■ **Your instructions**
Your job is to set down the stretch of entries that opens with the line containing "point_to(query) returns, for every instance of the white post" and closes with the line containing "point_to(query) returns, for every instance of the sky". Keep both end lines, copy each exactly, and add nothing.

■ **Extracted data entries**
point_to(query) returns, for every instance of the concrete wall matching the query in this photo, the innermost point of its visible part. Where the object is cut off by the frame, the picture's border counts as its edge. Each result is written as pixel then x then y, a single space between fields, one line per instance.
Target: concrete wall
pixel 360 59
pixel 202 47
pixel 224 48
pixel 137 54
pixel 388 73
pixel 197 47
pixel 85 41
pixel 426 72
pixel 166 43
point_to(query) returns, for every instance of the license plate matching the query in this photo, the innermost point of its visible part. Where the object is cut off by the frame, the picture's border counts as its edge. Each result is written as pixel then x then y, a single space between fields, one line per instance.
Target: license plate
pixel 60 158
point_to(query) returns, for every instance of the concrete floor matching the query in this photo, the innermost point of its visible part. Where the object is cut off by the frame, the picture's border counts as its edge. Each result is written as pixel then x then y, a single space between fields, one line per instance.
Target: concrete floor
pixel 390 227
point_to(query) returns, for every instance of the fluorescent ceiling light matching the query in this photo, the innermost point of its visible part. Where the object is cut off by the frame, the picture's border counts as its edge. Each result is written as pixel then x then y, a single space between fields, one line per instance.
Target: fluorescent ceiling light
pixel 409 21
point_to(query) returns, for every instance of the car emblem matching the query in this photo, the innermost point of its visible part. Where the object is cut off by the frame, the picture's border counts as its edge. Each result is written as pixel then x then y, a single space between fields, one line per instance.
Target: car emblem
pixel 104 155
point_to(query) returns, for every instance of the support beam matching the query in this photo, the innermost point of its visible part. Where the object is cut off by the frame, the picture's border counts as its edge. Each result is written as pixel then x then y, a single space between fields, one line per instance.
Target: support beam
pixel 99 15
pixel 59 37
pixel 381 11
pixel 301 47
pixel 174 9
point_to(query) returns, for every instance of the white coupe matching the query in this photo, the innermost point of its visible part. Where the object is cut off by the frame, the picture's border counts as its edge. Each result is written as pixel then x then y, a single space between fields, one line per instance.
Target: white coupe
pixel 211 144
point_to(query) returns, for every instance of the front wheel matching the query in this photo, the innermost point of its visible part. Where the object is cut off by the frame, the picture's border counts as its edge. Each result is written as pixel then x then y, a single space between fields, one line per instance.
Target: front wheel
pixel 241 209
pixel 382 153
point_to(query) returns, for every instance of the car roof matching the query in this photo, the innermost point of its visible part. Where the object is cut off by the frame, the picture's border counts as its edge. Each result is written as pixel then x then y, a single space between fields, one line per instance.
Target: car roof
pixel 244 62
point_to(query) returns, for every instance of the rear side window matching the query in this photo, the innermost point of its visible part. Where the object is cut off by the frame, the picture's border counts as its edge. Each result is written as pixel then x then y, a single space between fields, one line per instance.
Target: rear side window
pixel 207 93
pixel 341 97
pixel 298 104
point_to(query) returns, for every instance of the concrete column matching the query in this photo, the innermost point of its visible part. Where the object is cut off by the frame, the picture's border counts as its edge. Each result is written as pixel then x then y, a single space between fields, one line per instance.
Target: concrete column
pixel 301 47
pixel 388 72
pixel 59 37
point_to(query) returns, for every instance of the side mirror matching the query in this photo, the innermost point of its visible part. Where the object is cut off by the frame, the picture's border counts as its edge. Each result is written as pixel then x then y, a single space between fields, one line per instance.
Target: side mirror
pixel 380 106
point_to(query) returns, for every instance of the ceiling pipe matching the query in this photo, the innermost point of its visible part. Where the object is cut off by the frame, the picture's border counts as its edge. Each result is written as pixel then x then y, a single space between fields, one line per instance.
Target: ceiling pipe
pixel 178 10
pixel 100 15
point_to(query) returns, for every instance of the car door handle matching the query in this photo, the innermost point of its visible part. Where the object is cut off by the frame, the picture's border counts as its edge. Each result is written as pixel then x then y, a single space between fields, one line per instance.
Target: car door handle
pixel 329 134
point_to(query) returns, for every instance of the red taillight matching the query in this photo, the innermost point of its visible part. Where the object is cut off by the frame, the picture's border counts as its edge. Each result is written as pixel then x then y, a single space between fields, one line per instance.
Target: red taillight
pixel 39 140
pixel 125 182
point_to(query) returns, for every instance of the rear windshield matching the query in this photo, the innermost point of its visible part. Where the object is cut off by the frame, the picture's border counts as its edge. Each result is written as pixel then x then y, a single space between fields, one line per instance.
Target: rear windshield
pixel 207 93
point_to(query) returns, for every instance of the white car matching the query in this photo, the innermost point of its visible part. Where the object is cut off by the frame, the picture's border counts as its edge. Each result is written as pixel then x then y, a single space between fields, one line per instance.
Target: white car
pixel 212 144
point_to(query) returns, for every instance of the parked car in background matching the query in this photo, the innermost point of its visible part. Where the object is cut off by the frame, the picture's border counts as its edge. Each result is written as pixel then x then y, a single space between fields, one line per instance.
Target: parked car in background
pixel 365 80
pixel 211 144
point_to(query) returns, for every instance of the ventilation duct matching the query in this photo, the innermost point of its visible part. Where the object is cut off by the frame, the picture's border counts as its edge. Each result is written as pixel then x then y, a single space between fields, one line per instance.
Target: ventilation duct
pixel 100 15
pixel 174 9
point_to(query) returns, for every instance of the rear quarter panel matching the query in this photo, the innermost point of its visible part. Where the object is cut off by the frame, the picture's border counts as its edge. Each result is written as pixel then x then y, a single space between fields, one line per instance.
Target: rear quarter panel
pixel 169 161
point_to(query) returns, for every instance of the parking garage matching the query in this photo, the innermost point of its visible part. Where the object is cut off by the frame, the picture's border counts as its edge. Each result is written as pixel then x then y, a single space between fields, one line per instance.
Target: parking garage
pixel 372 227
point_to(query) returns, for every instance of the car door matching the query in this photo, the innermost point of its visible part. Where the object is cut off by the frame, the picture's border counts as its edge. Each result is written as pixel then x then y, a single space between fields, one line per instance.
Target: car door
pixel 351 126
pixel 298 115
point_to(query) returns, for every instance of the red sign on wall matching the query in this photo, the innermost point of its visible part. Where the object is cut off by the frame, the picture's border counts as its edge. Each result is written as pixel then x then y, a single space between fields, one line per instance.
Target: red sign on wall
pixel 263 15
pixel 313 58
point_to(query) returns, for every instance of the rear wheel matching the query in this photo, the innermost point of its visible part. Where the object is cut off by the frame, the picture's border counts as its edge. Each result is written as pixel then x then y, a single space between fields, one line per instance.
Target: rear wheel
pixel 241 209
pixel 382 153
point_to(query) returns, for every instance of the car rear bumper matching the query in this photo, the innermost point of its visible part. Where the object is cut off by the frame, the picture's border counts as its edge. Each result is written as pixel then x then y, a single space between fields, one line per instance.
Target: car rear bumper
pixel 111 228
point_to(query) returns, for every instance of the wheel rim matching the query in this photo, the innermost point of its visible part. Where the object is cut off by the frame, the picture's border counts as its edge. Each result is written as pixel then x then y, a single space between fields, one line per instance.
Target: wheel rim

...

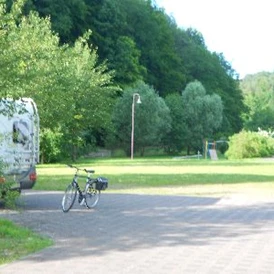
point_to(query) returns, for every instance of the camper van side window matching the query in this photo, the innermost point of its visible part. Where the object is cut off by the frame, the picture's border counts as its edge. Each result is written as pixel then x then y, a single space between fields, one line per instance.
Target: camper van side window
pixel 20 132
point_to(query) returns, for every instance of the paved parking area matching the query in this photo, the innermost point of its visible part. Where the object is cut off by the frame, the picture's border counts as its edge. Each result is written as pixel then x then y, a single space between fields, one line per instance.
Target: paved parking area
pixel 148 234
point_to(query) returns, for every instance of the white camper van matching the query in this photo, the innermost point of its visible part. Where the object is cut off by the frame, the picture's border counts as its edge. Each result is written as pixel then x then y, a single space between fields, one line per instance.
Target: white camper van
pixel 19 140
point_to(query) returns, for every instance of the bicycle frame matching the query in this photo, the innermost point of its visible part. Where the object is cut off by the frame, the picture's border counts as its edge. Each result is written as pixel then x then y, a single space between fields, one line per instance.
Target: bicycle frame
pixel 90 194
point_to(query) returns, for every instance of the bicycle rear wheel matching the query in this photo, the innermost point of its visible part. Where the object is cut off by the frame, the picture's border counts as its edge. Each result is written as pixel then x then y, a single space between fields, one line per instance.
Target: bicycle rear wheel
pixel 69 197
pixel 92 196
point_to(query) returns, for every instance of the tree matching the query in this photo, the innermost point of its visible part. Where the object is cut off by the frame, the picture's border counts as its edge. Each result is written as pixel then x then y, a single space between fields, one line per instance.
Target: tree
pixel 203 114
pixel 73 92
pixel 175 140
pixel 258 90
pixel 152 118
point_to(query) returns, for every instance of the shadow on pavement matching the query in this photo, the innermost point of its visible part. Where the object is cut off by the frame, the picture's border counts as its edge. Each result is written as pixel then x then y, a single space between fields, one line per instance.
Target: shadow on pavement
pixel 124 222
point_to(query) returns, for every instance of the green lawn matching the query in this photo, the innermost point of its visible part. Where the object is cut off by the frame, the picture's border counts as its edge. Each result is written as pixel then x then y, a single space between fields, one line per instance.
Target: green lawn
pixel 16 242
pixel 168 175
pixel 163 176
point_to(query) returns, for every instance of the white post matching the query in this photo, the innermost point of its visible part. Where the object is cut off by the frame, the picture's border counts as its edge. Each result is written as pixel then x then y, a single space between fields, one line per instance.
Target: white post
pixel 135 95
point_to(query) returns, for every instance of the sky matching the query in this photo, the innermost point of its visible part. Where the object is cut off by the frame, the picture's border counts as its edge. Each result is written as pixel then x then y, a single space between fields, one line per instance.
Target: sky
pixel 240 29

■ **Exercise answer**
point_to(query) returns, for every instance of the white post matching the query in this photo, the innermost point of its visible part. Where the object is cut off by the frame, the picture's border counts as its edge. Each result is written as pixel then x then y, a single space between fields, one line per instance.
Target: white post
pixel 135 95
point_to(query) returns, for every instance of the sky matching the query in this photo, the innermost point of its visible part. Where the object is cut off by the frame, the picture's border counts as its edge. Each result is written as pixel then x then y, a single space between fields, one line per instance.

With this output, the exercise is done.